▸ What is expected
Print the records exactly as written, and let no picture into the answer.

[[ Records supplied open ]]

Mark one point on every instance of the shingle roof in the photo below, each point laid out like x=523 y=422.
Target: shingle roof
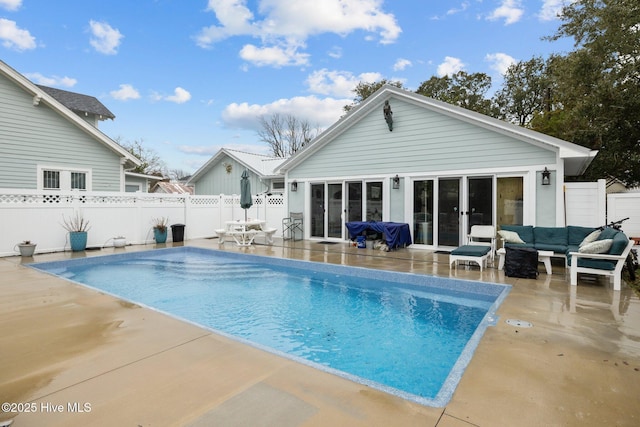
x=77 y=102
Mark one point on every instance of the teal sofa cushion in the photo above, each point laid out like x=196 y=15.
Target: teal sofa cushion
x=551 y=247
x=471 y=250
x=519 y=245
x=524 y=231
x=577 y=234
x=608 y=233
x=620 y=242
x=551 y=236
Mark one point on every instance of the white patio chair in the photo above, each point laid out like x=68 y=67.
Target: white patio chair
x=483 y=235
x=292 y=224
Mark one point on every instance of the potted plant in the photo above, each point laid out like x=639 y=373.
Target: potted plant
x=26 y=248
x=160 y=226
x=77 y=227
x=119 y=242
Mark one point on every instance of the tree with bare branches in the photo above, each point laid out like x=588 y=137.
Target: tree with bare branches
x=286 y=134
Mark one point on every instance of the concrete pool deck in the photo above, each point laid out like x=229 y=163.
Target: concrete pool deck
x=71 y=356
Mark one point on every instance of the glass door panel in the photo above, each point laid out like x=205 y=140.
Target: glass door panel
x=423 y=212
x=334 y=211
x=449 y=212
x=354 y=201
x=317 y=210
x=480 y=202
x=509 y=203
x=374 y=201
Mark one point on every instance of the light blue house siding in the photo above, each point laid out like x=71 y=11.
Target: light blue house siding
x=32 y=135
x=454 y=169
x=223 y=177
x=422 y=141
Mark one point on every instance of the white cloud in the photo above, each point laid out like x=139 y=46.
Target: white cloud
x=335 y=52
x=273 y=56
x=318 y=112
x=463 y=6
x=105 y=38
x=500 y=62
x=180 y=96
x=450 y=66
x=51 y=81
x=125 y=93
x=288 y=25
x=510 y=10
x=11 y=4
x=401 y=64
x=338 y=83
x=15 y=38
x=551 y=9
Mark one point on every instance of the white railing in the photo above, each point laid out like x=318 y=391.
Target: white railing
x=38 y=216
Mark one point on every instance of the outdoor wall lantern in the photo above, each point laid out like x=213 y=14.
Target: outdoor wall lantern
x=546 y=177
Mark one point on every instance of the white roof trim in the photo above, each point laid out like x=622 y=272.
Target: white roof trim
x=581 y=156
x=41 y=96
x=262 y=165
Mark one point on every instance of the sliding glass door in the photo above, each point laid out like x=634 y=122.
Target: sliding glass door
x=449 y=212
x=423 y=212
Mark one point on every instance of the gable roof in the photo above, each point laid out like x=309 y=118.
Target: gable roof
x=576 y=157
x=79 y=103
x=260 y=164
x=41 y=96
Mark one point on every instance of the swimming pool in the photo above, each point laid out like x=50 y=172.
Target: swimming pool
x=410 y=335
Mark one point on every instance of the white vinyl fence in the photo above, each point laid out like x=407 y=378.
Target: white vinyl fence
x=625 y=205
x=585 y=203
x=38 y=216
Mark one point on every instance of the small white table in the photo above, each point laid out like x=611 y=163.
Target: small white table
x=243 y=232
x=543 y=256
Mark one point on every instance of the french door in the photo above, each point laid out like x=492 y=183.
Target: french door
x=462 y=202
x=326 y=210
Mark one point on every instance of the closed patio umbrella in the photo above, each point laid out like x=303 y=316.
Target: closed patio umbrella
x=245 y=193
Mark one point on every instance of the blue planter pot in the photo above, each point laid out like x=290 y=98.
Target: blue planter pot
x=78 y=240
x=160 y=235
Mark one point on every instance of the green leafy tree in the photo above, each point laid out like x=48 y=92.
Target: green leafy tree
x=526 y=92
x=462 y=89
x=598 y=85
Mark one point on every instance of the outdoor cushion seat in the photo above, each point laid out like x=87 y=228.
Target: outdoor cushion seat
x=551 y=247
x=472 y=253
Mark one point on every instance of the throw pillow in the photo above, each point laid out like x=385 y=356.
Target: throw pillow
x=597 y=247
x=592 y=237
x=510 y=236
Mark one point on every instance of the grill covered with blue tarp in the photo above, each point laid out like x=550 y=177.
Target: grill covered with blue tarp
x=396 y=234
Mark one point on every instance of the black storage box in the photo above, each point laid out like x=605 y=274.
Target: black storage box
x=521 y=262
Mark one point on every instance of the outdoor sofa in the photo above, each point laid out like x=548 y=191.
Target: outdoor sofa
x=602 y=252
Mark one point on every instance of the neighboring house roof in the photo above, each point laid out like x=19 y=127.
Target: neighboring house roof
x=144 y=176
x=41 y=96
x=79 y=103
x=260 y=164
x=576 y=158
x=171 y=188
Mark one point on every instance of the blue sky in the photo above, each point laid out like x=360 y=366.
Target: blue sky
x=190 y=77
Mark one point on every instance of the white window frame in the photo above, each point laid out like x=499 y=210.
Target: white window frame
x=65 y=177
x=277 y=186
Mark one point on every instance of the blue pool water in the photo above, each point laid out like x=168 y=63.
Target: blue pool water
x=411 y=335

[[ Records supplied closed ]]

▸ Written answer
Mark one point on every instance of the shingle roof in the photo below, each point laid out like x=523 y=422.
Target: shingle roof
x=77 y=102
Mark one point on every instance of the teal sofa cushion in the photo above, each point laid out like x=196 y=15.
Target: teal sofa cushion
x=551 y=247
x=471 y=250
x=519 y=245
x=524 y=231
x=577 y=234
x=608 y=233
x=620 y=242
x=551 y=236
Mark one point on every instance of the white patio chair in the photo above, each point laid out like x=68 y=67.
Target: white patio chair
x=483 y=235
x=292 y=224
Mark one point on every instance of the potted plant in the photo above, each point laid out like x=639 y=373.
Target: potted plant
x=26 y=248
x=160 y=226
x=77 y=227
x=119 y=242
Mark one point on every instance of the tree with bare branches in the photo above, each point laid out like x=588 y=137.
Target: tree with bare branches
x=286 y=134
Mark one point on every instance of the concrete pool deck in the photo above, each point laid out like x=229 y=163.
Target: concrete pool deck
x=71 y=356
Mark one point on every instance of the glass door panel in the photo above, each point laid out like x=205 y=140.
Target: glass door panel
x=423 y=212
x=334 y=211
x=449 y=212
x=354 y=201
x=317 y=210
x=480 y=202
x=509 y=203
x=374 y=201
Mark one point on every instance of the light blue house siding in the photo above, each point laid out like x=71 y=11.
Target: light blue house siding
x=32 y=135
x=454 y=169
x=223 y=177
x=422 y=141
Mark one point on every instance of the white cloud in the photo above, each point laid out like x=139 y=46.
Target: white cloud
x=335 y=52
x=273 y=56
x=318 y=112
x=463 y=6
x=105 y=38
x=500 y=62
x=180 y=96
x=450 y=66
x=51 y=81
x=125 y=93
x=288 y=25
x=510 y=10
x=11 y=4
x=401 y=64
x=338 y=83
x=15 y=38
x=551 y=9
Mark one point on every instance of the white railing in the photo above, each point laid out like x=318 y=391.
Target: white railing
x=38 y=216
Mark one point on every instance of the outdoor wall lantern in the photo above, each point laid out like x=213 y=14.
Target: outdoor wall lantern
x=546 y=177
Mark one point on every instance of the white roof trim in the photo above, each point laid out like x=622 y=272.
Target: white roof trim
x=581 y=156
x=41 y=96
x=262 y=165
Mark one point on every instance of the sliding glass door in the photo above, each point laid out like x=634 y=122.
Target: sliding glass door
x=449 y=212
x=423 y=212
Mark one point on every instance of the gable roof in the photo above, each point laid out like x=309 y=118.
Target: gable roof
x=576 y=157
x=79 y=103
x=260 y=164
x=41 y=96
Mark one point on every instance of the swimming pool in the photo above, each point laid out like x=50 y=172.
Target: swimming pool
x=410 y=335
Mark one point on every instance of the white vinyl fence in the photo above, each point laid out like x=407 y=378.
Target: white vinyl fence
x=625 y=205
x=585 y=203
x=38 y=216
Mark one point on every instance of the small white table in the photo above, each point laid out like x=611 y=163.
Target: small white table
x=243 y=232
x=543 y=256
Mark one point on every instance of the french door in the photo above, each point laid out like x=492 y=183.
Target: french door
x=462 y=202
x=326 y=210
Mark one point on every instance of the closed patio umbrella in the photo above, each point laid out like x=303 y=316.
Target: closed patio umbrella
x=245 y=193
Mark one point on every instance of the blue planter pot in the photo above, each point laid out like x=290 y=98.
Target: blue planter pot
x=78 y=240
x=160 y=235
Mark one point on every instance of the green leafy tree in the photo above, each point laid out like x=48 y=92.
Target: green leafy tree
x=526 y=92
x=462 y=89
x=598 y=85
Mark one point on every instance of the outdoor cushion seat in the photo above, each point laid out like x=87 y=228.
Target: outdoor cushion seat
x=551 y=247
x=472 y=253
Mark one point on every instance of the throw pillow in the photo above, each point laid out like x=385 y=356.
Target: throw pillow
x=597 y=247
x=592 y=237
x=510 y=236
Mark one point on every instance of the grill covered with blue tarp in the photo above, each point laid out like x=550 y=177.
Target: grill covered with blue tarp
x=396 y=234
Mark one point on every instance of the black storage box in the photo above, each point laid out like x=605 y=274.
Target: black storage box
x=521 y=262
Mark one point on every instance of the outdoor sofa in the photo above, each point laid out like x=548 y=191.
Target: outdoor sofa
x=602 y=252
Mark one point on every instance of the neighboring house roof in the photo above, each point laid out like x=19 y=127.
Target: neighboring house roof
x=144 y=176
x=41 y=96
x=79 y=103
x=260 y=164
x=576 y=158
x=171 y=188
Mark one point on every instance of the blue sky in the photo above, each point laid out like x=360 y=366.
Target: blue sky
x=190 y=77
Mark one point on every instance of the white window frame in the photo above, each point laid out like x=499 y=210.
Target: white window frame
x=65 y=177
x=277 y=186
Mark one point on every instance of the blue pool water in the photo above, each point laid out like x=168 y=63.
Target: blue pool water
x=411 y=335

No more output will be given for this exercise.